Requirement → Reproduce every line below word for word, without any alteration.

Point placement records

□ □ □ □ □ □ □

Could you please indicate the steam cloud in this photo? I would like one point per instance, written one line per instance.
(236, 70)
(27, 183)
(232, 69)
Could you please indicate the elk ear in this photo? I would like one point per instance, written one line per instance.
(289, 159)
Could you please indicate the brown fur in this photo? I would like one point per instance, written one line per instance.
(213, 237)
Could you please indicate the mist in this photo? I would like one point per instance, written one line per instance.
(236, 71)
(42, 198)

□ □ □ □ □ □ □

Answer to the problem →
Could you please indicate the steam cloud in this photo? I would like one point per instance, written one line per instance.
(236, 70)
(27, 183)
(232, 69)
Could you please indicate the elk ear in this photo? I would like one point per instance, written one line per instance.
(289, 159)
Could you please indicate the brown fur in this photo? I would like one point per instance, written one line per instance.
(213, 237)
Could you please indicate the mist in this photo? I would like one point per instance, written one line per instance.
(236, 71)
(42, 198)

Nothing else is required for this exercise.